Your task
How many of the lines below contain the string "pile"? Reply with only the number.
++++++
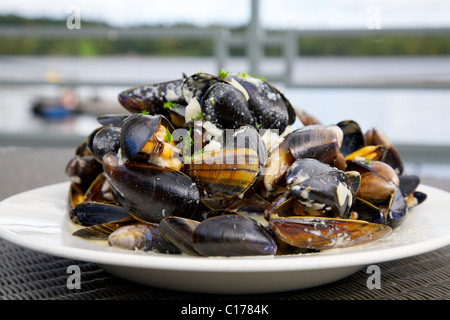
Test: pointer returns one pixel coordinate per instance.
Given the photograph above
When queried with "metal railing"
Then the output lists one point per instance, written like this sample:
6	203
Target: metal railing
254	40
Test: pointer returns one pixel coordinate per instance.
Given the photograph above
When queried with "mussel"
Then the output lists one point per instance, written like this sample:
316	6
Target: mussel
232	235
150	192
223	165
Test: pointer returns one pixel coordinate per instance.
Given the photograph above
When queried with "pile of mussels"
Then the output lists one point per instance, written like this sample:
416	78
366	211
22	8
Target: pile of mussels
223	165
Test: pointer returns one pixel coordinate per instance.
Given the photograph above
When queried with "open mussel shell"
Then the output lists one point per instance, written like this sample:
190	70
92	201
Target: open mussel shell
76	195
367	211
326	233
397	210
328	194
82	170
178	231
113	119
226	106
368	153
92	213
106	139
196	85
151	97
378	180
142	236
408	183
222	174
150	192
246	137
319	142
269	107
278	162
353	138
375	136
99	191
232	235
137	130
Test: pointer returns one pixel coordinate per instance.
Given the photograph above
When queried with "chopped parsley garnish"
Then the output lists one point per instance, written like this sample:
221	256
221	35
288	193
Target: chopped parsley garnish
198	152
169	105
223	73
188	142
168	137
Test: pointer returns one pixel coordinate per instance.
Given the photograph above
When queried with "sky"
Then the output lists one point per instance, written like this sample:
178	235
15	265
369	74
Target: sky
274	14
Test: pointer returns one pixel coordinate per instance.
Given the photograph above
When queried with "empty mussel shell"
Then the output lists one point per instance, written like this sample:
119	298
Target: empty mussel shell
326	233
142	236
178	231
226	106
232	235
92	213
151	97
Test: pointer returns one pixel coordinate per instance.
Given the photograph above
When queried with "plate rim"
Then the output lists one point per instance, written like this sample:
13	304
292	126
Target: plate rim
315	261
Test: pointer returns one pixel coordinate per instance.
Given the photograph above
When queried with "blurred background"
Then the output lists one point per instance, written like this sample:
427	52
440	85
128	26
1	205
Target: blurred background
382	63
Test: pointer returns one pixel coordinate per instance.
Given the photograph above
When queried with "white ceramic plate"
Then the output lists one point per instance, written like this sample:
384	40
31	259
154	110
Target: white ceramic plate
38	220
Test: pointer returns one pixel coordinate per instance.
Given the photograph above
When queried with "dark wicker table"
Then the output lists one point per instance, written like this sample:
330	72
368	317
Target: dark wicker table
30	275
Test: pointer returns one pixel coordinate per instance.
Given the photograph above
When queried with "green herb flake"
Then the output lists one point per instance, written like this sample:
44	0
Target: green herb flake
223	74
199	116
168	105
168	137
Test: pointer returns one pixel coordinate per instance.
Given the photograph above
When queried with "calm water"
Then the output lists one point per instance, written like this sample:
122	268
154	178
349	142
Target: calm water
416	116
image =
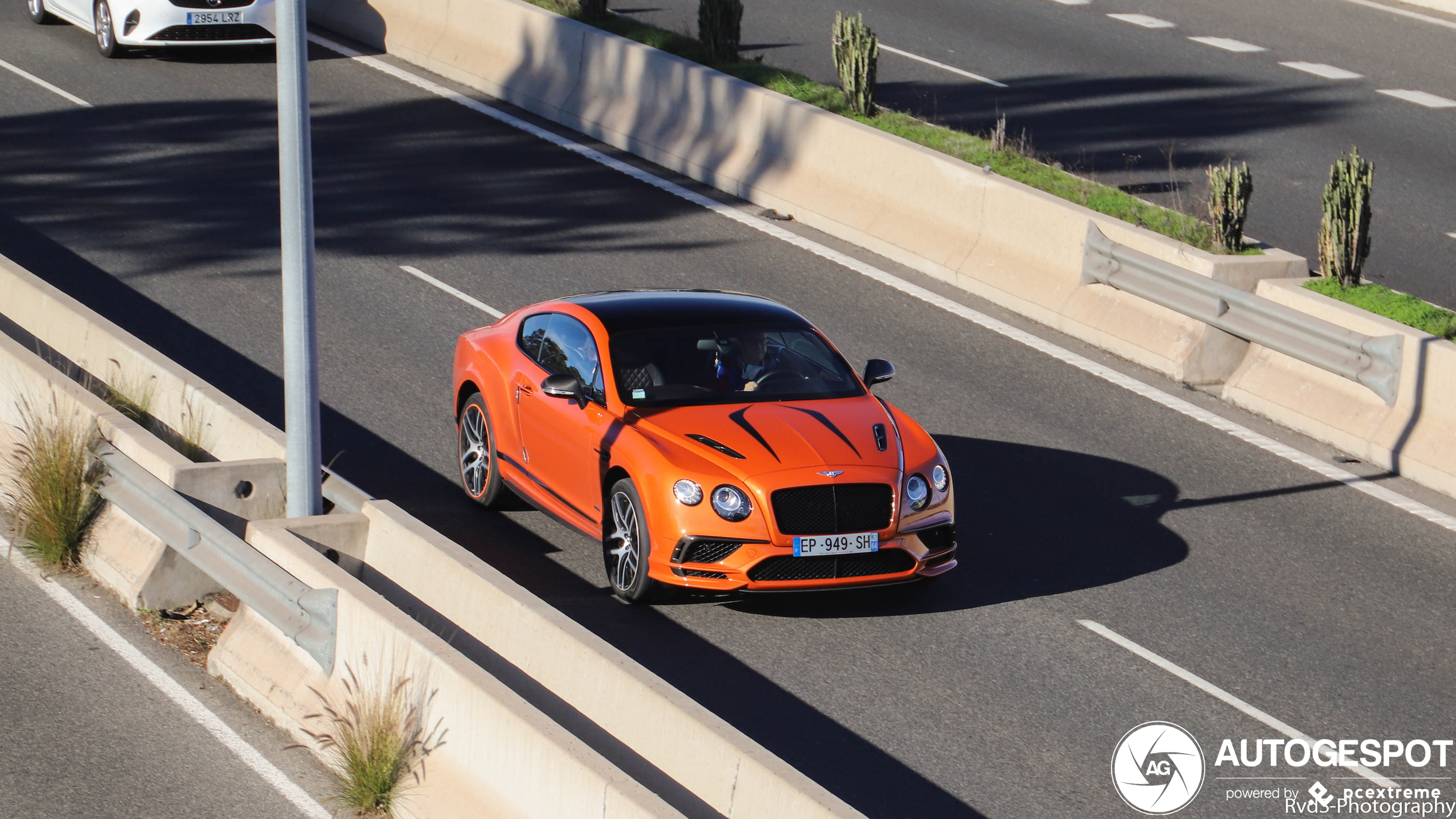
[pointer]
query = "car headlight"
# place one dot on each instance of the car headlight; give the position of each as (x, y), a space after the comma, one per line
(918, 492)
(731, 504)
(940, 477)
(688, 492)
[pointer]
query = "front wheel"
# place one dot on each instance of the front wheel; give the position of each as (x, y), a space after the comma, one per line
(627, 546)
(107, 33)
(479, 468)
(37, 12)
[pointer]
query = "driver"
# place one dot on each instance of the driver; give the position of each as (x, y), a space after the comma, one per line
(750, 363)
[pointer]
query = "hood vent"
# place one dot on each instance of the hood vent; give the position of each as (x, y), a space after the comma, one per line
(723, 449)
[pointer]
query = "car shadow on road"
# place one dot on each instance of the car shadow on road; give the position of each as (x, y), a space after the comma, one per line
(1030, 521)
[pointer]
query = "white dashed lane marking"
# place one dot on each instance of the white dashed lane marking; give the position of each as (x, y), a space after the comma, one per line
(1321, 70)
(1228, 44)
(1420, 98)
(1144, 21)
(951, 69)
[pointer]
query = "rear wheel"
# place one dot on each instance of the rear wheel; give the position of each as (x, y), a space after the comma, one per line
(37, 11)
(479, 473)
(627, 546)
(107, 33)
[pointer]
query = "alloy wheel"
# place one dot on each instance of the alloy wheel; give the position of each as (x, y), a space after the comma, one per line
(625, 534)
(475, 452)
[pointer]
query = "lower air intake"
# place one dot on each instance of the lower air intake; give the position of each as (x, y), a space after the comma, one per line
(832, 566)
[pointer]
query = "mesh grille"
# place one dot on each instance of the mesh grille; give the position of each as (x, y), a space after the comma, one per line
(833, 508)
(935, 539)
(212, 34)
(827, 568)
(710, 550)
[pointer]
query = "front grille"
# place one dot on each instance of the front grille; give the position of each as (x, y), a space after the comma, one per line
(829, 510)
(935, 539)
(212, 34)
(209, 5)
(707, 550)
(831, 566)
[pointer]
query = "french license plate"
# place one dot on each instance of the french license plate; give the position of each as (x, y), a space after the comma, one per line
(836, 544)
(213, 18)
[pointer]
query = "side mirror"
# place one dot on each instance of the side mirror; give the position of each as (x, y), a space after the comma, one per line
(878, 371)
(562, 386)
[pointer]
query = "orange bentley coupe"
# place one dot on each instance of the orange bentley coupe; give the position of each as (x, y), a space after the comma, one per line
(710, 440)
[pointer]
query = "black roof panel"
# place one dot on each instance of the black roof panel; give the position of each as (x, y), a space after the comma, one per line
(644, 309)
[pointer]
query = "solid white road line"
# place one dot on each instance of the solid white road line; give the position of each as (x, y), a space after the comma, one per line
(931, 297)
(172, 690)
(1219, 693)
(1321, 70)
(44, 85)
(951, 69)
(1228, 44)
(1404, 14)
(1144, 21)
(468, 299)
(1420, 98)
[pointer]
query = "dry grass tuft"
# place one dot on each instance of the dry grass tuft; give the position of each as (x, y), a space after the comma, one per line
(52, 496)
(376, 739)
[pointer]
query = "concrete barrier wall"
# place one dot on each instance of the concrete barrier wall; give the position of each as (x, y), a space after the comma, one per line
(717, 763)
(1416, 437)
(502, 755)
(996, 237)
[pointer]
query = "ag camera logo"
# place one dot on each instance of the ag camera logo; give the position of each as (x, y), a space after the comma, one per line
(1158, 769)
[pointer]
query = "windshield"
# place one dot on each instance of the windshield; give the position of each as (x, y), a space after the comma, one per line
(718, 366)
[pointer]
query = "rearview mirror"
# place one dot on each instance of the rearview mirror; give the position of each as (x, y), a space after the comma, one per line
(562, 386)
(878, 371)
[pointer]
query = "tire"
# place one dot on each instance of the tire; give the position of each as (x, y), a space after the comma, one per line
(627, 546)
(107, 31)
(37, 11)
(479, 463)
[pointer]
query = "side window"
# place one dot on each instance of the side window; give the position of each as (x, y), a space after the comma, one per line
(568, 348)
(533, 329)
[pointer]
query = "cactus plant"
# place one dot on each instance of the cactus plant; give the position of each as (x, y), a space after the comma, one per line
(718, 28)
(856, 50)
(1230, 191)
(1344, 230)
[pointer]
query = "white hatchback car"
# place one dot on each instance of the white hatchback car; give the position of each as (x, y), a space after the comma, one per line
(153, 23)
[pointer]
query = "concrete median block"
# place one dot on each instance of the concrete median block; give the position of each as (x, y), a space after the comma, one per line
(1416, 437)
(502, 758)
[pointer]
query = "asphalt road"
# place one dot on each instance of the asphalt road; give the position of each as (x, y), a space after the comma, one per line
(87, 735)
(1148, 109)
(976, 696)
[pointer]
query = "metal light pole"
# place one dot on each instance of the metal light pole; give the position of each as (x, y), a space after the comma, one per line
(300, 347)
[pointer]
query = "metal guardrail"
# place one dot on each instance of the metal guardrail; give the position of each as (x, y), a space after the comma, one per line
(305, 614)
(1373, 361)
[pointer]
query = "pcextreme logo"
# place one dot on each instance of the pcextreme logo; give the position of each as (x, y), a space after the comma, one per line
(1158, 769)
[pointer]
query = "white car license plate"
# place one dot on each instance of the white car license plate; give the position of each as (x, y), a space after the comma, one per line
(836, 544)
(213, 18)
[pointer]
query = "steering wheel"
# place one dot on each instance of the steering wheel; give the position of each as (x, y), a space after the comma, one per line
(782, 371)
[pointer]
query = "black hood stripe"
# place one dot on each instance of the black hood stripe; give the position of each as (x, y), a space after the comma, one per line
(823, 420)
(739, 418)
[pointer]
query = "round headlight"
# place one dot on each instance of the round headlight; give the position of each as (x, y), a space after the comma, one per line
(731, 504)
(688, 492)
(918, 492)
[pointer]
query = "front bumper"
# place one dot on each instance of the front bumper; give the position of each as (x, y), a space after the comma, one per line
(163, 25)
(768, 568)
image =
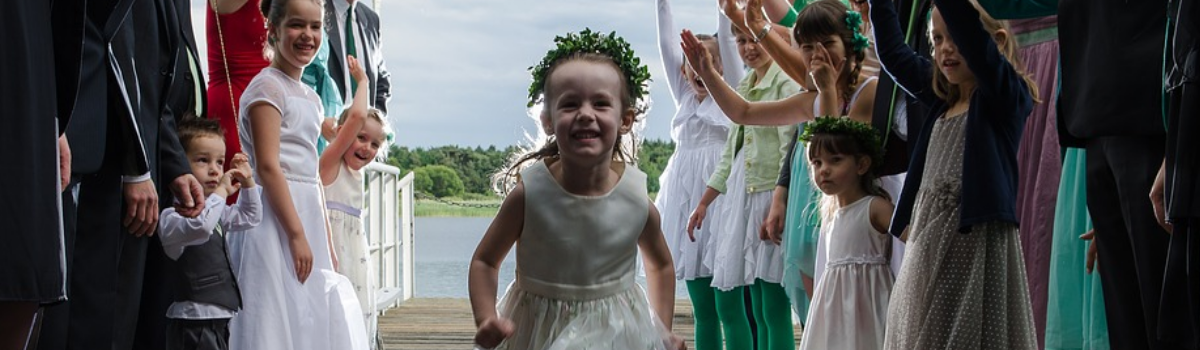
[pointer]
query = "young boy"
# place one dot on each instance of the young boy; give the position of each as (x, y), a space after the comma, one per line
(207, 294)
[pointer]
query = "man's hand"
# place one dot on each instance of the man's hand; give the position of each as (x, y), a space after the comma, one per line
(189, 195)
(1090, 261)
(64, 162)
(1158, 198)
(141, 207)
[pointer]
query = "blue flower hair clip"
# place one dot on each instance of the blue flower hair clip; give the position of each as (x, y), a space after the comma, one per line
(855, 20)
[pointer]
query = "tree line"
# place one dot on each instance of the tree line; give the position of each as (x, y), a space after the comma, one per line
(459, 172)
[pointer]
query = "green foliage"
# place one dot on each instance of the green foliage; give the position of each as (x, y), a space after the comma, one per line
(637, 76)
(474, 167)
(652, 160)
(438, 181)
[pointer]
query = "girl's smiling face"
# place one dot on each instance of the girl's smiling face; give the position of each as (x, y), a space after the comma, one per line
(366, 145)
(297, 37)
(585, 109)
(946, 53)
++++++
Solution for this problem
2